== Data for this exercise ==
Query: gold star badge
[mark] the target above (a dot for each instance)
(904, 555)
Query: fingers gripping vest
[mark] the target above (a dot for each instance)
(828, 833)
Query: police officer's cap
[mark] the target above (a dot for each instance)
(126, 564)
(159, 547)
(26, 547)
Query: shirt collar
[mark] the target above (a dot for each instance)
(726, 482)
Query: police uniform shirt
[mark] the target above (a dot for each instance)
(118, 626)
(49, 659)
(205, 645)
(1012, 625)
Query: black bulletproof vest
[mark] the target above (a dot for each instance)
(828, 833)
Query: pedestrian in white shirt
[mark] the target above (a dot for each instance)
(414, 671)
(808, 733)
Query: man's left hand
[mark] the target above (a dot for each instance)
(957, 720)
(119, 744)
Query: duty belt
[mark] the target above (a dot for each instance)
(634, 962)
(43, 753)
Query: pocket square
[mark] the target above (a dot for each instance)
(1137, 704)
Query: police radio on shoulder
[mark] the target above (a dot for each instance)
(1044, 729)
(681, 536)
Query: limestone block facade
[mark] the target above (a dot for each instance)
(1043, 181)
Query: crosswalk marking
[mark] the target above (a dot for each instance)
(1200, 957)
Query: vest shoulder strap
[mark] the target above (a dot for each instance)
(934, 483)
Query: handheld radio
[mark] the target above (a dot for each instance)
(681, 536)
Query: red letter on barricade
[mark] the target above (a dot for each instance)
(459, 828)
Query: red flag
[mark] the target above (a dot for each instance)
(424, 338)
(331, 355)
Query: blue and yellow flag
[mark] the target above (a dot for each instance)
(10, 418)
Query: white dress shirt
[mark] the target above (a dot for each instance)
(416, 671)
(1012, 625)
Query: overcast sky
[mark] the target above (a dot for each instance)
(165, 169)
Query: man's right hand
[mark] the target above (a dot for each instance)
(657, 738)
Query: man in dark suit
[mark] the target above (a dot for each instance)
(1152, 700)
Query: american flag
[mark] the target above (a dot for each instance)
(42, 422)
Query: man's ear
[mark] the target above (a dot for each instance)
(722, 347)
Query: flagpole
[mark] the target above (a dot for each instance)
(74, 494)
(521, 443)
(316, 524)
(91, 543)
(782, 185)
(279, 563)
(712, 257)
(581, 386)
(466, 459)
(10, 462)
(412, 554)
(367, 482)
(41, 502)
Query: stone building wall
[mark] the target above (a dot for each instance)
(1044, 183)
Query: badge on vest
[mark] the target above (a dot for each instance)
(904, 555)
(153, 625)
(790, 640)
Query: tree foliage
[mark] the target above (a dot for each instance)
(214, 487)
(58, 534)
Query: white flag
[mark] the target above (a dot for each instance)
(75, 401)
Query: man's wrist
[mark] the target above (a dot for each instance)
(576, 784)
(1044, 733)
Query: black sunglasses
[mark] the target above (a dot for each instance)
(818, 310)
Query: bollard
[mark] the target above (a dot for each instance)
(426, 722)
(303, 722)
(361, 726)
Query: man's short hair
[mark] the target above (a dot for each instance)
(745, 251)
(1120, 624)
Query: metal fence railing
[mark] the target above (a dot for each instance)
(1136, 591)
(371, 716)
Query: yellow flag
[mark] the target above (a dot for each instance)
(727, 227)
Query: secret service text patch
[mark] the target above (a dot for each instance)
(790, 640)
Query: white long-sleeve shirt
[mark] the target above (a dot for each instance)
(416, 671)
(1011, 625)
===
Exercise: Every entry is to be printed exactly as given.

Response area:
Query: gold star badge
[mark] the target above (a dot for each instance)
(904, 555)
Query: fingers gripping vest
[mark] the target above (a dot for each instance)
(828, 833)
Query: police officer's cap
[mark] the target above (a dot for each instance)
(126, 564)
(159, 547)
(26, 547)
Query: shirt collar
[mark] the target above (a dot for each instance)
(726, 482)
Query: police uniform shirt
[mark] the target above (a dot for each instance)
(118, 626)
(49, 659)
(205, 645)
(1012, 625)
Query: black bulletproof vest
[mark] the target above (a dot for each instance)
(828, 833)
Query: pedestrian in white shirt
[mark] the target above (a dot for each instance)
(414, 671)
(808, 733)
Query: man's left hand
[mark] the target above (a dot for each instance)
(957, 720)
(119, 744)
Query: duty belt
[mark] the target above (a dot for each instance)
(634, 962)
(43, 753)
Query: pocket square
[mark] the target above (a dot for each instance)
(1137, 704)
Query: police radio on shoulder
[mark] the target above (a dot for each instance)
(1044, 729)
(681, 536)
Query: limestone block facade
[mark] the target above (a dot for each instance)
(1043, 181)
Query: crosswalk marking
[mark] the target above (a dot for each instance)
(1200, 957)
Query: vest shoulder strap
[mark] the target above (a dot for each instance)
(934, 483)
Query: handheld radio
[mark] the target above (a dot for each instance)
(681, 536)
Query: red letter on barricade
[mark] the target above (a dot for each instance)
(459, 828)
Query: red flag
[mark] the target above (a dot for each instance)
(424, 338)
(331, 355)
Query: blue and yellow flag
[mark] the target above (a dot for each instance)
(10, 418)
Query: white dress shirt
[mark] the target above (a dot for each instance)
(416, 671)
(1012, 625)
Query: overcast sky
[mark] the target above (a dot for each instance)
(165, 169)
Query: man's right hand
[mark] the target above (a dot for each instance)
(657, 738)
Query: man in dark suit
[mark] the target above (a dot for each instance)
(1152, 700)
Query: american flag
[mark] the target above (a dot for each instance)
(42, 422)
Query: man's ear
[mark] the target above (a dot for each instance)
(722, 347)
Query: flagpole
[mark] the target above (a dot for each instance)
(74, 494)
(521, 443)
(316, 524)
(91, 543)
(782, 185)
(279, 563)
(712, 257)
(581, 386)
(466, 459)
(10, 462)
(412, 554)
(367, 482)
(41, 502)
Query: stone building wall
[mark] the target above (a dot for each instance)
(1044, 183)
Query: badge on vest
[mark] the target above (a dot for each instance)
(904, 555)
(153, 625)
(790, 640)
Query: tree foliage
[mark] the target above (a dot for each instance)
(214, 487)
(58, 534)
Query: white flag
[mark] the target above (a dot for each instance)
(75, 401)
Query: man's wrist
[mark] the target above (a dot for each instance)
(576, 784)
(1044, 733)
Query: black sunglasses
[mark] the target above (a dot for each instance)
(818, 310)
Query: bollard
[mark] the target above (a dot for each instance)
(426, 722)
(303, 722)
(361, 726)
Query: man's short hair
[mark] the target above (a dot for each instance)
(745, 251)
(1120, 624)
Query: metal fence railing
[mark] the target above (a dot for each instance)
(1136, 591)
(371, 716)
Query: yellow flag
[mark] the target above (a dot for each instance)
(727, 227)
Query: secret service text patch
[mark] the target above (a dot for each instance)
(790, 640)
Query: white long-sleeve shirt
[mark] the target above (a dot for each instance)
(416, 671)
(1011, 625)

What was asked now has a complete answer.